> [Problem details]: Continue the report on Israel's rising debt-to-GDP ratio, starting after its final sentence.

> [Selected text]:
○ ○ ○
- Israel recorded a budget deficit of 11.7% of GDP last year, up from 3.7% in 2019.
JERUSALEM: Israel's ratio of debt to gross domestic product (GDP) rose 13% in 2020 to 73.1% from 60.0% in 2019, the Finance Ministry's accountant general said on Thursday, citing a steep rise in spending to deal with the COVID-19 pandemic.
"This increase follows a decade in which the rate dropped gradually by about 11%," said Accountant General Yali Rothenberg. "We expect the debt-GDP ratio to continue to rise in the coming years, though it is of great importance to return it to a path of decline after the economy recovers."
Government spending rose 78.8 billion shekels ($24 billion) in 2020 from a year earlier in order to deal with the crisis, while state revenue dropped by 29.4 billion shekels, according the Finance Ministry. The ministry's estimate of the 2020 debt-to-GDP ratio, which is a key indicator of a country's financial strength, was preliminary and could be modified in the coming months.
○ ○ ○
> [Records provided]:

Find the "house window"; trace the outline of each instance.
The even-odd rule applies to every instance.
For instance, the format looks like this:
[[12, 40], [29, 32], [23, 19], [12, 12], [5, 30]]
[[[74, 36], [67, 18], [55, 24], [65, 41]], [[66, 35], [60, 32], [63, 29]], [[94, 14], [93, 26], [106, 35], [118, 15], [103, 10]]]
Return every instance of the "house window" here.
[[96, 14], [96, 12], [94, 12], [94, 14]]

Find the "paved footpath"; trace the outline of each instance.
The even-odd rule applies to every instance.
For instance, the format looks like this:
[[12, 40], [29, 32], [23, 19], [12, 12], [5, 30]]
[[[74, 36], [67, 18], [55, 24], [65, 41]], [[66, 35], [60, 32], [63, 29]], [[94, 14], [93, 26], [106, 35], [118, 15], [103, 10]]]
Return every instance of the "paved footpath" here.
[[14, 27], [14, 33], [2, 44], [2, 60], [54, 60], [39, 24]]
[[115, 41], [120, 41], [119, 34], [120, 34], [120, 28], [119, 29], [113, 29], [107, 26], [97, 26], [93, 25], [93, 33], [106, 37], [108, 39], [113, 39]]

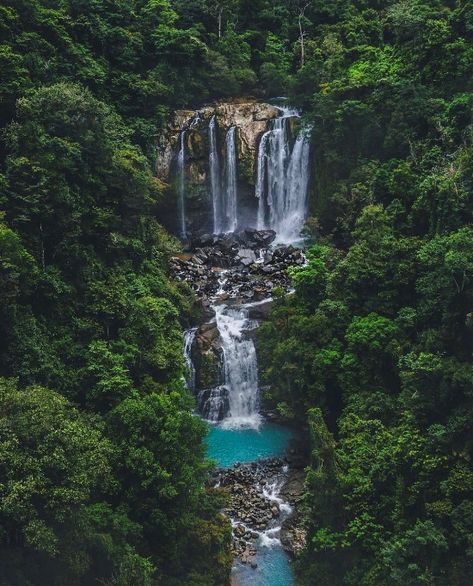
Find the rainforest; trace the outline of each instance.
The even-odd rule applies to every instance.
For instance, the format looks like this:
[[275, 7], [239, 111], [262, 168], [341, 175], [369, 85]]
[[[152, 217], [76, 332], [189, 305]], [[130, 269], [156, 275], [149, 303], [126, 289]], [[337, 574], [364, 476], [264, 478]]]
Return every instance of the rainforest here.
[[0, 586], [469, 586], [470, 0], [2, 0]]

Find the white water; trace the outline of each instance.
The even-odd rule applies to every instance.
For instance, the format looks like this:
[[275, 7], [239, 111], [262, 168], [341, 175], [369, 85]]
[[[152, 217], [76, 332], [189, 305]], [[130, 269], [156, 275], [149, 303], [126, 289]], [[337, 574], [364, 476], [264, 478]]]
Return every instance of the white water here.
[[179, 137], [179, 152], [177, 155], [177, 181], [178, 181], [178, 213], [180, 237], [187, 237], [186, 230], [186, 135], [183, 130]]
[[222, 184], [220, 180], [220, 157], [218, 154], [217, 117], [212, 116], [209, 124], [209, 168], [210, 193], [212, 196], [213, 231], [222, 233]]
[[186, 362], [186, 384], [191, 393], [195, 392], [195, 366], [192, 361], [192, 345], [194, 344], [197, 328], [184, 332], [184, 358]]
[[236, 148], [236, 126], [227, 132], [226, 144], [226, 166], [225, 166], [225, 202], [223, 232], [235, 232], [238, 224], [237, 215], [237, 148]]
[[251, 329], [248, 310], [218, 305], [215, 308], [217, 327], [223, 350], [224, 386], [228, 390], [229, 412], [222, 426], [257, 428], [261, 423], [259, 410], [258, 363], [253, 340], [245, 338]]
[[258, 229], [275, 230], [277, 242], [287, 243], [300, 237], [307, 215], [310, 144], [303, 128], [291, 150], [289, 125], [299, 115], [290, 109], [281, 112], [260, 141], [255, 195]]

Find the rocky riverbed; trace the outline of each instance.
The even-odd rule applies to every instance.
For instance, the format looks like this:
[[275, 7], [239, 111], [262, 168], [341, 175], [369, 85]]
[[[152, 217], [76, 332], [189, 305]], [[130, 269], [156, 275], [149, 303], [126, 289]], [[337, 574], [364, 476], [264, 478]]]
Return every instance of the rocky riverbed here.
[[[204, 309], [204, 323], [189, 330], [186, 360], [193, 366], [191, 387], [199, 412], [214, 424], [228, 423], [236, 415], [232, 393], [260, 393], [257, 375], [254, 381], [250, 376], [250, 359], [257, 371], [255, 331], [270, 312], [274, 289], [291, 290], [288, 269], [306, 262], [301, 249], [276, 245], [275, 239], [272, 230], [252, 229], [194, 235], [185, 252], [171, 261], [174, 277], [189, 283]], [[274, 413], [254, 415], [261, 423], [278, 422]], [[284, 548], [293, 555], [303, 549], [305, 531], [298, 505], [304, 492], [304, 464], [302, 451], [292, 446], [285, 457], [236, 463], [213, 473], [209, 484], [228, 495], [224, 512], [232, 521], [233, 553], [240, 568], [251, 572], [267, 563], [266, 554], [261, 555], [267, 548]], [[243, 584], [248, 580], [241, 578]]]
[[194, 237], [188, 252], [171, 259], [171, 270], [177, 280], [189, 283], [204, 309], [209, 309], [211, 300], [262, 301], [276, 287], [290, 290], [287, 269], [305, 263], [302, 250], [271, 246], [275, 238], [273, 230]]
[[258, 545], [280, 541], [297, 554], [305, 545], [305, 531], [296, 512], [304, 491], [304, 472], [286, 459], [270, 458], [235, 464], [214, 472], [211, 483], [229, 496], [225, 513], [232, 520], [233, 553], [243, 564], [257, 567]]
○ ○ ○
> [Exercise answer]:
Israel's ratio was below that of the euro bloc (101.1%) and developed countries overall (135.0%), but above those of Chile, Denmark, Norway, Switzerland, Mexico, New Zealand, Poland, Slovakia and the Czech Republic, the ministry said.
Despite the sharp spending increase throughout 2020, credit rating agencies have left Israel's sovereign rating unchanged citing strong external finances and a diversified, high value-added economy.
Israel recorded a budget deficit of 11.7% of GDP last year, up from 3.7% in 2019.
Due to a protracted political stalemate that has led to four elections in two years, the government did not pass a 2020 budget and has been using a pro-rated version of the 2019 budget that was approved in 2018.